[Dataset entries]
[Start of Attachment]

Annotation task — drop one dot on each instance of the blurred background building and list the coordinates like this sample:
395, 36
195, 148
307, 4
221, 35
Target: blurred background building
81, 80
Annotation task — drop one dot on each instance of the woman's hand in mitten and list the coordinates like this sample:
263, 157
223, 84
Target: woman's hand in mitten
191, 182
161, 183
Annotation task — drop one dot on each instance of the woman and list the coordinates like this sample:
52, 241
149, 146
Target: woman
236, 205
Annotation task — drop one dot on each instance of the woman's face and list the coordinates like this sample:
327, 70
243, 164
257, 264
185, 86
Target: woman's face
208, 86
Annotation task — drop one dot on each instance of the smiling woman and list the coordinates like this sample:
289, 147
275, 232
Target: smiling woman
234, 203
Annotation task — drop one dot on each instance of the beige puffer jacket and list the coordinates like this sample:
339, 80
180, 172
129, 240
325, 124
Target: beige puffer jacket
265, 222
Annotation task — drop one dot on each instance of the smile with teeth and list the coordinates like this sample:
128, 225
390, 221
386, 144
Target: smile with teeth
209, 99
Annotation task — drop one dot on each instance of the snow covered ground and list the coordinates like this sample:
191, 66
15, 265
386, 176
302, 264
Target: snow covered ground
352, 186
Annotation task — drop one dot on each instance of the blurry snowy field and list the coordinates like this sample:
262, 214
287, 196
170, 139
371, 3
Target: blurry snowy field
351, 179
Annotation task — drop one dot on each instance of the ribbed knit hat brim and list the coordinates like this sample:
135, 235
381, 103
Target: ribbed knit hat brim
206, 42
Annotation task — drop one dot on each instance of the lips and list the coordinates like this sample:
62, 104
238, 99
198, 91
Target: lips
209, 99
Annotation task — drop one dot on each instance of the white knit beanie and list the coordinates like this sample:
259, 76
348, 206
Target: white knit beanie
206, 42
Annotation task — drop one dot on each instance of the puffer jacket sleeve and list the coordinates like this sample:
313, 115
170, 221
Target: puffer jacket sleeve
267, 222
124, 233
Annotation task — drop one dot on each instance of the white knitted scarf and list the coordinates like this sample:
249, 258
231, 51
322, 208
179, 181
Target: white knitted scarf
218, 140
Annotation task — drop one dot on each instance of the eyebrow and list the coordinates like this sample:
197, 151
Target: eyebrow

[End of Attachment]

## Work instruction
Retype the entries above exactly as they appear.

## Exercise output
Annotation task — drop one dot on each instance of the blurred background building and list the coordinates like this sample:
395, 36
195, 148
307, 4
221, 35
Target: blurred background building
81, 80
Annotation task — drop one dot on each instance of the woman's hand in mitten and list the coordinates like this sample:
263, 157
223, 84
Target: woman's hand in mitten
191, 182
161, 183
Annotation task — drop one dot on each instance of the woman and list the coordinates like this sample:
52, 241
149, 146
Target: woman
236, 205
Annotation task — drop one dot on each instance of the woman's face and list the coordinates like this sample:
327, 70
243, 164
257, 264
185, 86
Target: woman's face
208, 86
Annotation task — drop one dot on each instance of the smiling woman and list the coordinates like this sample:
289, 147
275, 232
Target: smiling woman
234, 203
Annotation task — drop one dot on each instance of the beige puffer jacket and list the coordinates like this sample:
339, 80
180, 172
129, 240
325, 124
Target: beige puffer jacket
265, 222
Annotation task — drop one dot on each instance of the smile with teeth and list the coordinates like this sample:
128, 225
390, 221
386, 144
Target: smile with teeth
209, 99
Annotation task — drop one dot on each instance of the snow covered ground and list the coordinates like this sample:
191, 66
15, 265
386, 176
302, 264
Target: snow covered ground
352, 186
Annotation task — drop one dot on each instance of the blurry snowy field and list the coordinates like this sample:
262, 214
287, 196
170, 139
371, 3
Target: blurry snowy field
351, 179
Annotation task — drop one dot on each instance of the ribbed knit hat brim and list the coordinates like this sample:
135, 235
381, 103
Target: ribbed knit hat brim
206, 42
Annotation task — drop one dot on each instance of the lips and list the coordinates like this sample:
62, 104
238, 99
198, 91
Target: lips
209, 99
Annotation task — drop one dot on each instance of the white knit beanie and list the coordinates like this sample:
259, 76
348, 206
Target: white knit beanie
206, 42
Annotation task — drop one dot on each instance of the puffer jacket sleeve and list the coordinates like this sample:
313, 115
170, 221
Target: puffer jacket sleeve
267, 222
124, 233
Annotation task — drop one dot on each instance of the white knitted scarf and list the coordinates like this sample:
249, 258
231, 51
322, 208
179, 181
Target: white knitted scarf
218, 140
Annotation task — drop one dot on each instance of the eyebrow and list the coordinates like this sample:
197, 151
Target: eyebrow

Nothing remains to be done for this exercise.